▶ Work to do
Copy out the listing below, putting "formatted as" in place of every "shaped like" and leaving everything else unchanged.

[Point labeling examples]
★ ★ ★

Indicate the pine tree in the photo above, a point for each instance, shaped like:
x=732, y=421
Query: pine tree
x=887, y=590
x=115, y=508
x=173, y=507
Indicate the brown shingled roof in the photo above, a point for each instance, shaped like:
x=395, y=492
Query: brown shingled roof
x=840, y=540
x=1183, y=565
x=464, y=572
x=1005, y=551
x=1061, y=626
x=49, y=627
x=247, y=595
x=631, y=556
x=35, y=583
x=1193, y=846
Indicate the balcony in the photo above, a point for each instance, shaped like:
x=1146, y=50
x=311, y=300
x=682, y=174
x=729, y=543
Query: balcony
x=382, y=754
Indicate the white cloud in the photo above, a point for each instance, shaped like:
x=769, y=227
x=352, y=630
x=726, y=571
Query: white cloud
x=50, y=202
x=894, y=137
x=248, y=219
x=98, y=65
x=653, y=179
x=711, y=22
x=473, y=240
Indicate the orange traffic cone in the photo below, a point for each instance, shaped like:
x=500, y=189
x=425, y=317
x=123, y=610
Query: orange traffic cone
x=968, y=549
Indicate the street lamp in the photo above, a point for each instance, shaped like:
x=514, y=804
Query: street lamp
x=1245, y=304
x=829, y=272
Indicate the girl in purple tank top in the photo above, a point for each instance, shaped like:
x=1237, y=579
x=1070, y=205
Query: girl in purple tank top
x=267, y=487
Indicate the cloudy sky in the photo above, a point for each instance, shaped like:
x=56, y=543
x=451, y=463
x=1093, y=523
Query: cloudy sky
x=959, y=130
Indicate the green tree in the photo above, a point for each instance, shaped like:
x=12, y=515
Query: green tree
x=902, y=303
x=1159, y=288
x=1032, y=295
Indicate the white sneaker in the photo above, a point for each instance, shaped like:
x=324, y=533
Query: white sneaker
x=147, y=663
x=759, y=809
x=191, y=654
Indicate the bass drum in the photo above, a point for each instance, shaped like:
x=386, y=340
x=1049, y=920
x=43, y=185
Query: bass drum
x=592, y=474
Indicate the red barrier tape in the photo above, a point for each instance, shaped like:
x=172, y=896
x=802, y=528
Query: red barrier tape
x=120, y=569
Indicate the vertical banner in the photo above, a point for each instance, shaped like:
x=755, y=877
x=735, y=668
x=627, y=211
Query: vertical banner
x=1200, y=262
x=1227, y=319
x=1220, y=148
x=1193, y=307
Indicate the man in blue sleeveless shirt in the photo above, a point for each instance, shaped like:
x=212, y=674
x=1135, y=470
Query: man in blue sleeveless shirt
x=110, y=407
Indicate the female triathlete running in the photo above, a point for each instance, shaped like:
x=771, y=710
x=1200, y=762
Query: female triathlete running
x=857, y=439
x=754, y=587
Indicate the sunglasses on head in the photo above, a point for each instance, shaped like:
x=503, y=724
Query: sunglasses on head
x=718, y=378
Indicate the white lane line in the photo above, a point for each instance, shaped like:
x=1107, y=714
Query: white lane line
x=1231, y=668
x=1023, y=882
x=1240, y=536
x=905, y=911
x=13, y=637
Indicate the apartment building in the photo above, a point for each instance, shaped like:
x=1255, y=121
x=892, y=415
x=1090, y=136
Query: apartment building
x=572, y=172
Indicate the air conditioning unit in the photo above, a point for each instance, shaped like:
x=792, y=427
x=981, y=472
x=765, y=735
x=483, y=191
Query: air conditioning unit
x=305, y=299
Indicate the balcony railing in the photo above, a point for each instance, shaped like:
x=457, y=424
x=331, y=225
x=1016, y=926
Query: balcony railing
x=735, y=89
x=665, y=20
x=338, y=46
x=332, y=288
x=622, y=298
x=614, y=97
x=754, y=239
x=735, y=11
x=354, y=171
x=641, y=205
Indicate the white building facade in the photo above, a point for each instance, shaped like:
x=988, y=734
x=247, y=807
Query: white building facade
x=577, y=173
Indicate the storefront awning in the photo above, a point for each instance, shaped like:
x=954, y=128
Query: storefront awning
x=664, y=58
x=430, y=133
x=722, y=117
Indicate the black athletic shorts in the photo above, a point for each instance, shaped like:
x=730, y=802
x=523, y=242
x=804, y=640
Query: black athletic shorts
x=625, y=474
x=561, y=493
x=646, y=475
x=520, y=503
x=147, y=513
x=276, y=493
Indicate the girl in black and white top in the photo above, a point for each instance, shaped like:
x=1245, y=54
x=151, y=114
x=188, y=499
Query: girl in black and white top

★ ★ ★

▶ Reply
Indicate the pine tree in the photo above, a point for each instance, formatted as:
x=732, y=421
Query: pine tree
x=887, y=590
x=115, y=508
x=173, y=507
Indicate the brown shingled roof in the photo above, a point for each instance, formatted as:
x=395, y=492
Query: brown shingled roof
x=840, y=540
x=1183, y=565
x=464, y=572
x=1005, y=551
x=1061, y=626
x=49, y=627
x=247, y=595
x=631, y=556
x=35, y=583
x=1193, y=846
Indicate the balcony in the photo above, a point for each instance, formatted as:
x=1146, y=50
x=311, y=300
x=682, y=174
x=729, y=543
Query: balcony
x=382, y=754
Indicate the white cloud in the photo above, a point for each instance, formatted as:
x=769, y=227
x=352, y=630
x=726, y=571
Query: white cloud
x=50, y=202
x=894, y=137
x=248, y=219
x=98, y=65
x=653, y=179
x=711, y=22
x=473, y=240
Indicate the orange traffic cone in the photo below, a point for each instance, formatted as:
x=500, y=189
x=425, y=317
x=123, y=610
Query: orange traffic cone
x=968, y=549
Indicate the street lamp in the photo above, a point for each instance, formatted as:
x=514, y=804
Query: street lamp
x=1245, y=304
x=829, y=272
Indicate the girl in purple tank top in the photo above, a point for each instance, formatted as:
x=1237, y=579
x=1070, y=205
Query: girl in purple tank top
x=267, y=487
Indicate the cloudy sky in the photo above, a point for each instance, formatted as:
x=56, y=543
x=451, y=463
x=1093, y=523
Query: cloudy sky
x=959, y=130
Indicate the green tree in the photo above, a point for each instance, formatted as:
x=12, y=515
Query: green tree
x=902, y=303
x=1159, y=288
x=1032, y=295
Indicate the white sneaker in the photo above, a point for each instance, formatted as:
x=324, y=533
Query: white sneaker
x=147, y=663
x=759, y=809
x=191, y=654
Indicate the bass drum in the photo above, a point for each instance, formatted as:
x=386, y=340
x=1049, y=920
x=43, y=185
Query: bass drum
x=592, y=474
Indicate the red barrier tape in the photo above, a point for each instance, formatted as:
x=172, y=896
x=802, y=528
Query: red barrier tape
x=120, y=569
Indicate the vertical banner in the photo above, a point for each instance, formatted as:
x=755, y=877
x=735, y=668
x=627, y=211
Query: vertical banner
x=1200, y=262
x=1227, y=319
x=1220, y=148
x=1193, y=307
Indicate the man in blue sleeveless shirt in the photo above, a point for each instance, formatted as:
x=212, y=674
x=1135, y=470
Query: man in blue sleeveless shirt
x=110, y=407
Indicate the female triathlete running in the photo above, a point for each instance, formatted as:
x=771, y=710
x=1200, y=762
Query: female triathlete running
x=857, y=439
x=754, y=587
Indicate the sunglasses on head in the photo above, a point for each instance, formatted as:
x=503, y=724
Query: sunglasses on head
x=718, y=378
Indicate the white lane line in the photo above, a point for each instance, formatted as:
x=1107, y=714
Query: white lane line
x=1231, y=668
x=1023, y=882
x=1240, y=536
x=905, y=911
x=13, y=637
Indicate the apartment building in the photo above, a point for each instance, formatted as:
x=1255, y=121
x=892, y=415
x=1090, y=136
Query: apartment building
x=572, y=172
Indicate the air conditioning unit in the photo above, a point for each instance, formatted as:
x=792, y=427
x=981, y=472
x=765, y=735
x=483, y=191
Query: air conditioning unit
x=305, y=299
Indicate the balcony railing in the photo above, a point for each instance, formatted as:
x=457, y=424
x=331, y=225
x=1016, y=926
Query: balcony railing
x=735, y=89
x=665, y=20
x=338, y=46
x=332, y=288
x=622, y=298
x=614, y=97
x=754, y=239
x=735, y=11
x=354, y=171
x=641, y=205
Indicate the white building facade in the photo above, a point for each instance, formatted as:
x=988, y=734
x=247, y=807
Query: white building facade
x=577, y=173
Indicate the storefront awning in the photo above, a point for each instance, formatted as:
x=954, y=128
Query: storefront awning
x=664, y=58
x=430, y=133
x=722, y=117
Indicate the black athletic shorts in the photo above, a point for each instance, formatted as:
x=730, y=802
x=523, y=242
x=804, y=640
Query: black athletic shorts
x=625, y=474
x=561, y=493
x=646, y=475
x=520, y=503
x=147, y=513
x=276, y=493
Indicate the girl in black and white top in the photo above, a point for each instance, formatted as:
x=1245, y=54
x=151, y=114
x=188, y=499
Query: girl in black and white top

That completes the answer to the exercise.